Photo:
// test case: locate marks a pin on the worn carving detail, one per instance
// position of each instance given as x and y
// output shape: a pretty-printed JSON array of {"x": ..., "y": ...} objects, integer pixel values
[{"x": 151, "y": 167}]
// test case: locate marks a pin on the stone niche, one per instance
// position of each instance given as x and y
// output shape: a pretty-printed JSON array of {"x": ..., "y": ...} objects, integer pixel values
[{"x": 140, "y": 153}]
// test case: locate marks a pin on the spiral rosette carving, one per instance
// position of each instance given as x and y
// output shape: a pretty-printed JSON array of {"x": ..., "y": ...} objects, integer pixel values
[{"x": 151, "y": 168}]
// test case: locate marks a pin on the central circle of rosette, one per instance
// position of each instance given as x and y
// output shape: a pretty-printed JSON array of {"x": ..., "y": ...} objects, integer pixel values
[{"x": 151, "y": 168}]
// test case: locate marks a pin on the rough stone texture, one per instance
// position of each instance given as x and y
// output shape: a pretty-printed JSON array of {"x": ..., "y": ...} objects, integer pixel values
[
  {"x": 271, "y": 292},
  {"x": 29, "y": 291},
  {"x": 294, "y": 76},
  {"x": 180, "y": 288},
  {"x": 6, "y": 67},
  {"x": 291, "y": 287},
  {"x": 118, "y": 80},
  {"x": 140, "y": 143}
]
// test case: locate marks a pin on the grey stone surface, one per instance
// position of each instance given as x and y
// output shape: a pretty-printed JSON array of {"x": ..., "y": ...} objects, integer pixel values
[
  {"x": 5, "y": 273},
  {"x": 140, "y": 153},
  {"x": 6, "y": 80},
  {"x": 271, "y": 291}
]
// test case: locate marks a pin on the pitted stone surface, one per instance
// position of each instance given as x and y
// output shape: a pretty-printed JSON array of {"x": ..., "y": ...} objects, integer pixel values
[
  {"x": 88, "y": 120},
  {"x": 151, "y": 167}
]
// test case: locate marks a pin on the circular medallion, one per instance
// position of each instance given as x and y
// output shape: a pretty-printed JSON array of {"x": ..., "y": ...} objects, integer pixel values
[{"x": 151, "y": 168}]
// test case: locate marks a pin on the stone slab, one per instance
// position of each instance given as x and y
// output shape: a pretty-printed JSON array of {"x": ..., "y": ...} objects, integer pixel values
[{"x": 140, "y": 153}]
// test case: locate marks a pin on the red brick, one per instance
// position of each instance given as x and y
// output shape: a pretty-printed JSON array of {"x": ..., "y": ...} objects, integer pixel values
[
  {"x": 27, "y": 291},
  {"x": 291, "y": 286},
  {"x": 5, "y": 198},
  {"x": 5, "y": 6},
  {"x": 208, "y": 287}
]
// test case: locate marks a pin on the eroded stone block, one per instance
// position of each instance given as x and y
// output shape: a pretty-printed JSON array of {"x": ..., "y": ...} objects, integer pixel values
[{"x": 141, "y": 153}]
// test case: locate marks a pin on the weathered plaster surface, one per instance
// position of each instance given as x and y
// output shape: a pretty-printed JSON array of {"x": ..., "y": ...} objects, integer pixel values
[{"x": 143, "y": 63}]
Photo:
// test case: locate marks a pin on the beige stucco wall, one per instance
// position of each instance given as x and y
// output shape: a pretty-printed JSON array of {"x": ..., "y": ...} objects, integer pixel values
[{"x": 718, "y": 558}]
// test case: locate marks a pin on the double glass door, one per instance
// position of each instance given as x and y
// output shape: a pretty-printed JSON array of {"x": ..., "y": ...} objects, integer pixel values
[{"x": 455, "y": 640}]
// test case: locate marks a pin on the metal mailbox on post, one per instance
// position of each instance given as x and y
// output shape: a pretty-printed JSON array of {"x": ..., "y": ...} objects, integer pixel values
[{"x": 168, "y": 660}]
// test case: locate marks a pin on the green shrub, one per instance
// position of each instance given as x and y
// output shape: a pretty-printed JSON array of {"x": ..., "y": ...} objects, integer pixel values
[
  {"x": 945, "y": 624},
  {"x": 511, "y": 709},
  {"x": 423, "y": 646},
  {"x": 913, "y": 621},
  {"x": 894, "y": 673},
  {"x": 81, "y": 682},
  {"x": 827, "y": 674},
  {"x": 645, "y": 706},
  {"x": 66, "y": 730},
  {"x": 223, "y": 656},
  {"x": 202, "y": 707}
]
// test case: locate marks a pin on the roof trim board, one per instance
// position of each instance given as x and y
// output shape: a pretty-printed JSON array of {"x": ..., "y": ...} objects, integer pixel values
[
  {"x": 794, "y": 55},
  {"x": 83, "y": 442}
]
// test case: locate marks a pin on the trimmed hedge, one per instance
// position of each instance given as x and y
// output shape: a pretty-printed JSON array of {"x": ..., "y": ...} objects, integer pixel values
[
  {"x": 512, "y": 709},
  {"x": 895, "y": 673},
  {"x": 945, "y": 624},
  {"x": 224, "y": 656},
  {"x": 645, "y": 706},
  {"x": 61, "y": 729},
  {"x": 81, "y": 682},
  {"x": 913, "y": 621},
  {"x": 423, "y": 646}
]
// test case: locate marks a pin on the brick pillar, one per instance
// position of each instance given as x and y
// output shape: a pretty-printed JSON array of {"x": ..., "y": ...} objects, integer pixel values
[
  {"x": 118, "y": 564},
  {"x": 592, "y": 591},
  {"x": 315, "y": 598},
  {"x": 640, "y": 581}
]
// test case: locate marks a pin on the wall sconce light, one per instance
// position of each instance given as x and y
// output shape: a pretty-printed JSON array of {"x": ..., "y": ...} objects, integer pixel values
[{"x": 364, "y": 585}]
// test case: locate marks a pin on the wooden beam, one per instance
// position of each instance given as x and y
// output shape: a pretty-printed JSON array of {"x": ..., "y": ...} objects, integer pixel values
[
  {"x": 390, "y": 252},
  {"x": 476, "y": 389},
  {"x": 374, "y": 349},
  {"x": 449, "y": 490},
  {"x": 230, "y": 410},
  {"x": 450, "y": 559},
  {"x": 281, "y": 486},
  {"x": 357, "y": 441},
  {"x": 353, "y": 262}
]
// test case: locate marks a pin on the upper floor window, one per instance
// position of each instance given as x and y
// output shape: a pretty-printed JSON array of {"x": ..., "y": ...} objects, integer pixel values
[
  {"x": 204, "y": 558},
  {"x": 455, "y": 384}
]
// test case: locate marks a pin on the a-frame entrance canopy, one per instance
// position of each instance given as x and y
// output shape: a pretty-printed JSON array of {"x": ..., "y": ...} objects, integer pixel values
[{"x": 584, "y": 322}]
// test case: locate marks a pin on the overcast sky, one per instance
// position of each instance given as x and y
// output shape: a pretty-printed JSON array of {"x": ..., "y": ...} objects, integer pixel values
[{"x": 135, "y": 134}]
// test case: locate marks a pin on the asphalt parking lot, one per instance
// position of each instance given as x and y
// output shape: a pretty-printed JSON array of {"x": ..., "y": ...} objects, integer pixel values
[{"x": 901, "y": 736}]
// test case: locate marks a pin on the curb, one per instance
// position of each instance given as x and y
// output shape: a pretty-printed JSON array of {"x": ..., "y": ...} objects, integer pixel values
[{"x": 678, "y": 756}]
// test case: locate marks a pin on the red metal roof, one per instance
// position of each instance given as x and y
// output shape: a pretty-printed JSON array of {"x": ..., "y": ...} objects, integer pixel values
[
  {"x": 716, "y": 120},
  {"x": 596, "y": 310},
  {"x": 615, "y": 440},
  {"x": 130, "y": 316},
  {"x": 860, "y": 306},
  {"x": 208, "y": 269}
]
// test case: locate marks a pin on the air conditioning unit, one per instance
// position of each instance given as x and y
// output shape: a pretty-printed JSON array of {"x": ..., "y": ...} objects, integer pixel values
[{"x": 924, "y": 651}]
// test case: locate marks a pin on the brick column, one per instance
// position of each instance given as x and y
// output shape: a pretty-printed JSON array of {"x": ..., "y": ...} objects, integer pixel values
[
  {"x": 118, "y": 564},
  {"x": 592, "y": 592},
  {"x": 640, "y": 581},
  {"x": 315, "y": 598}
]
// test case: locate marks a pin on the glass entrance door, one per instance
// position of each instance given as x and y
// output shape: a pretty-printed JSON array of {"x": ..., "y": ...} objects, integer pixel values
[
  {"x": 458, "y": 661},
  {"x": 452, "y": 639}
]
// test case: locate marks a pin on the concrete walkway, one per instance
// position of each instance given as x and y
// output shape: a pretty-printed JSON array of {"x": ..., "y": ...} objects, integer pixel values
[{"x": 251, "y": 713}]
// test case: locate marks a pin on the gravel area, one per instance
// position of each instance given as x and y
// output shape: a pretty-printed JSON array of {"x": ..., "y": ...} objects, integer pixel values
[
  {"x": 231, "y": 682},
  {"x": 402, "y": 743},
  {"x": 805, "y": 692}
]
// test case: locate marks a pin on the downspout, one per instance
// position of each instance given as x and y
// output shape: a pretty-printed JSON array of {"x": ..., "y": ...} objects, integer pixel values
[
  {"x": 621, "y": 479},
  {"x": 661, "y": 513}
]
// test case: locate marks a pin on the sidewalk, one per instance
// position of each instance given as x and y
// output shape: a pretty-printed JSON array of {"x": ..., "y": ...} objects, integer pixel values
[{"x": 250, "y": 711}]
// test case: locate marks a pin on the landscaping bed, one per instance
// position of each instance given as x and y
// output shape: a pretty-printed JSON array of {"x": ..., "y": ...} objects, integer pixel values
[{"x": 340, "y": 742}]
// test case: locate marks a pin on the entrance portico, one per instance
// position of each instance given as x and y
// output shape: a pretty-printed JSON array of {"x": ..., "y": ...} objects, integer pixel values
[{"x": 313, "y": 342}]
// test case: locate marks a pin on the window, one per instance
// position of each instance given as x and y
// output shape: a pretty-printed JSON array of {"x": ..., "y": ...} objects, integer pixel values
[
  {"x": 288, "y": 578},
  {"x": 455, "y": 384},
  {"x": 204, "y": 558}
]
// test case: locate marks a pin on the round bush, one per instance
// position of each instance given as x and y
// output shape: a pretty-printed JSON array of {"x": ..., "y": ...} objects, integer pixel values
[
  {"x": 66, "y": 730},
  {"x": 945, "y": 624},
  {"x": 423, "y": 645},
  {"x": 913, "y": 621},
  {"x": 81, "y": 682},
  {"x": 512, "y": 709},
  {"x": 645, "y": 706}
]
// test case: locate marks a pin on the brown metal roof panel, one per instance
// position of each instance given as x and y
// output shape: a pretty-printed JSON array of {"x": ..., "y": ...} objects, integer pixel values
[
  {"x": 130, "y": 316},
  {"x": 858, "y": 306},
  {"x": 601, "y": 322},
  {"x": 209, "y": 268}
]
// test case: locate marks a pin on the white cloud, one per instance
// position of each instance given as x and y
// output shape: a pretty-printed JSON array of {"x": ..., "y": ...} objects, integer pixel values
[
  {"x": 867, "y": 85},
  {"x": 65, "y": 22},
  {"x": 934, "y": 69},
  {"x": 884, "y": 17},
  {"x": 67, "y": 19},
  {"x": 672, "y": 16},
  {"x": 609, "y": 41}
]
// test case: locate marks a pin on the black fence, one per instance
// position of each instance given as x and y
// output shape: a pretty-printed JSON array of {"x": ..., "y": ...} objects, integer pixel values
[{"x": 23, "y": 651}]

* * * * * * *

◆ WHAT IS EXPECTED:
Extract every line from the one containing "panel, one per instance" to the end of the entries, including both of those lines, exactly as given and with nothing added.

◆ RIGHT ANSWER:
// test case: locate marks a pin on the brown metal roof panel, one per instance
// position of each instance given as x and y
// output shape: a pretty-printed JSON array of {"x": ..., "y": ...} objects, integer pixel values
[
  {"x": 130, "y": 316},
  {"x": 858, "y": 306},
  {"x": 601, "y": 322},
  {"x": 209, "y": 268}
]
// test case: locate marks a pin on the white cloud, one per instance
// position of each instance given as x and y
// output shape: a pretty-printed JSON array of {"x": ..., "y": ...} objects, integer pixel values
[
  {"x": 867, "y": 85},
  {"x": 65, "y": 22},
  {"x": 934, "y": 69},
  {"x": 884, "y": 17},
  {"x": 67, "y": 19},
  {"x": 672, "y": 16},
  {"x": 609, "y": 41}
]
// test case: locate marks a pin on the black fence, one per instance
// position of each instance given as x and y
// output shape: a pretty-printed JSON array of {"x": ..., "y": ...} objects, integer pixel values
[{"x": 23, "y": 651}]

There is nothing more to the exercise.